Records from a dataset:
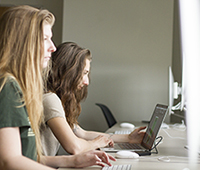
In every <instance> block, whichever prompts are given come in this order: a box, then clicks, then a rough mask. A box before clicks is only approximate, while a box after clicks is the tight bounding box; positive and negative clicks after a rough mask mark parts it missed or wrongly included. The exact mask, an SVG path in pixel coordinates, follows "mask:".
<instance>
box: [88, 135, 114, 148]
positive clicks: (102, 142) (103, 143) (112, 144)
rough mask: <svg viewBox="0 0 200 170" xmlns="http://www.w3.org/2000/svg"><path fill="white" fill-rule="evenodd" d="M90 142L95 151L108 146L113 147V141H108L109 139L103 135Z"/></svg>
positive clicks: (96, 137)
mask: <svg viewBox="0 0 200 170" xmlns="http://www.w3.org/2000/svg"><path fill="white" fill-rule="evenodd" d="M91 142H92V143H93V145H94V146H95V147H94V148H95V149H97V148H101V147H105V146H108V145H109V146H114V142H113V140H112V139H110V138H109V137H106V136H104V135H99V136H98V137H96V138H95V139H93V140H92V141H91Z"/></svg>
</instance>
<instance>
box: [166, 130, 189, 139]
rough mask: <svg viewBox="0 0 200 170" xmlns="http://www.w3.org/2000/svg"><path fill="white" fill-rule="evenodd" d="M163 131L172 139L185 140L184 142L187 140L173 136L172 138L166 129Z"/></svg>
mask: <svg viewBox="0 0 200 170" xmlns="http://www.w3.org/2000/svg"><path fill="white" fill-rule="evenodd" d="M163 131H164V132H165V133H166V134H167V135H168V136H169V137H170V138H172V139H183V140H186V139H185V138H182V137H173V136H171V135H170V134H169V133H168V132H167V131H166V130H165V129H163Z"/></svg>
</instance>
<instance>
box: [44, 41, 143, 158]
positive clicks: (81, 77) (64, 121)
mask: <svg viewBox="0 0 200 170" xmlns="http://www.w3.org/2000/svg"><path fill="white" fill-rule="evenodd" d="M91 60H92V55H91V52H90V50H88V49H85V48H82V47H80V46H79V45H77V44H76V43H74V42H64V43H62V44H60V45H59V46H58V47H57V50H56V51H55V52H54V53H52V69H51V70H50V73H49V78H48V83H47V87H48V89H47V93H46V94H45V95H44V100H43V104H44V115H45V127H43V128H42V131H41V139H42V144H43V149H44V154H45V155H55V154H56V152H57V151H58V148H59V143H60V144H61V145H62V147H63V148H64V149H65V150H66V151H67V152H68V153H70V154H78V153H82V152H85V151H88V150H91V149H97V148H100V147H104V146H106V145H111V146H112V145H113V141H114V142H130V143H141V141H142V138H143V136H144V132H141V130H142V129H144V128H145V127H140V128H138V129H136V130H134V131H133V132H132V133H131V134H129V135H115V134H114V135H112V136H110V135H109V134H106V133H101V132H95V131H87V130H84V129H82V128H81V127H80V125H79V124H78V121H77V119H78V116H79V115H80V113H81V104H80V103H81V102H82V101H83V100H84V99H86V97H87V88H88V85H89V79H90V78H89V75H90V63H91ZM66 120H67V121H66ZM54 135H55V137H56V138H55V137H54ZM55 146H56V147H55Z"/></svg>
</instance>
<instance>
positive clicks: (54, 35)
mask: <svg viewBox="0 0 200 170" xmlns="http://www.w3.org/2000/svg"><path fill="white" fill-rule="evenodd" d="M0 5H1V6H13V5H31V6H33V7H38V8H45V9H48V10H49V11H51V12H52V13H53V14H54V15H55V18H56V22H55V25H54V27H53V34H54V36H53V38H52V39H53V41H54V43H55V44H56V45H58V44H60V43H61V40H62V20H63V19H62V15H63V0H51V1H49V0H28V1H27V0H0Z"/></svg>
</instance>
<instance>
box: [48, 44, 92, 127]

Exercise objective:
What is needed is the data above, retyped exactly, with every picture left out.

Task response:
In every <instance> block, whichever prompts are given come in this order: a box, then clicks, then a rough mask. A box before clicks is only approximate, while a box after clicks is the tight bounding box; positive and negative clicks after a rough mask mark parts it missed or wrongly included. The exact mask, an SVG path in pixel coordinates, follows "mask:".
<instance>
box: [88, 135, 114, 148]
positive clicks: (102, 142) (103, 143) (112, 144)
rough mask: <svg viewBox="0 0 200 170" xmlns="http://www.w3.org/2000/svg"><path fill="white" fill-rule="evenodd" d="M90 142L95 151L108 146L113 147V141H108L109 139L103 135Z"/></svg>
positive clicks: (96, 137)
mask: <svg viewBox="0 0 200 170" xmlns="http://www.w3.org/2000/svg"><path fill="white" fill-rule="evenodd" d="M91 142H92V143H93V145H94V146H95V147H94V148H95V149H97V148H101V147H105V146H108V145H109V146H114V142H113V140H112V139H110V138H109V137H106V136H104V135H99V136H98V137H96V138H95V139H93V140H92V141H91Z"/></svg>
</instance>
<instance>
box: [166, 130, 189, 139]
rough mask: <svg viewBox="0 0 200 170" xmlns="http://www.w3.org/2000/svg"><path fill="white" fill-rule="evenodd" d="M163 131L172 139L185 140L184 142L187 140L173 136L172 138L166 129Z"/></svg>
mask: <svg viewBox="0 0 200 170" xmlns="http://www.w3.org/2000/svg"><path fill="white" fill-rule="evenodd" d="M163 131H164V132H165V133H166V134H167V135H168V136H169V137H170V138H172V139H183V140H186V139H185V138H182V137H173V136H171V135H170V134H169V133H168V132H167V131H166V130H165V129H163Z"/></svg>
</instance>
<instance>
box: [44, 41, 143, 158]
positive clicks: (81, 77) (64, 121)
mask: <svg viewBox="0 0 200 170" xmlns="http://www.w3.org/2000/svg"><path fill="white" fill-rule="evenodd" d="M91 60H92V55H91V52H90V50H88V49H85V48H82V47H80V46H79V45H77V44H76V43H74V42H64V43H62V44H60V45H59V46H58V47H57V50H56V51H55V52H54V53H52V69H51V70H50V73H49V78H48V83H47V87H48V89H47V93H46V94H45V95H44V100H43V104H44V115H45V127H43V128H42V131H41V139H42V144H43V149H44V154H45V155H55V154H56V152H57V151H58V148H59V143H60V144H61V145H62V147H63V148H64V149H65V150H66V151H67V152H68V153H70V154H78V153H82V152H85V151H88V150H91V149H97V148H100V147H104V146H106V145H111V146H112V145H113V141H114V142H130V143H141V141H142V138H143V136H144V132H141V130H142V129H144V128H145V127H140V128H138V129H136V130H134V131H133V132H132V133H131V134H129V135H115V134H114V135H112V136H110V135H109V134H106V133H101V132H95V131H87V130H84V129H82V128H81V127H80V125H79V124H78V121H77V119H78V116H79V115H80V113H81V104H80V103H81V102H82V101H83V100H84V99H86V97H87V88H88V85H89V79H90V78H89V75H90V63H91ZM66 120H67V121H66ZM54 135H55V137H56V138H55V137H54ZM55 146H56V147H55Z"/></svg>
</instance>
<instance>
positive clicks: (54, 35)
mask: <svg viewBox="0 0 200 170" xmlns="http://www.w3.org/2000/svg"><path fill="white" fill-rule="evenodd" d="M0 5H1V6H13V5H31V6H33V7H38V8H45V9H48V10H49V11H51V12H52V13H53V14H54V15H55V18H56V22H55V25H54V27H53V34H54V36H53V38H52V39H53V41H54V43H55V44H56V45H58V44H60V43H61V40H62V20H63V19H62V15H63V0H51V1H49V0H28V1H27V0H0Z"/></svg>
</instance>
<instance>
box: [48, 44, 92, 127]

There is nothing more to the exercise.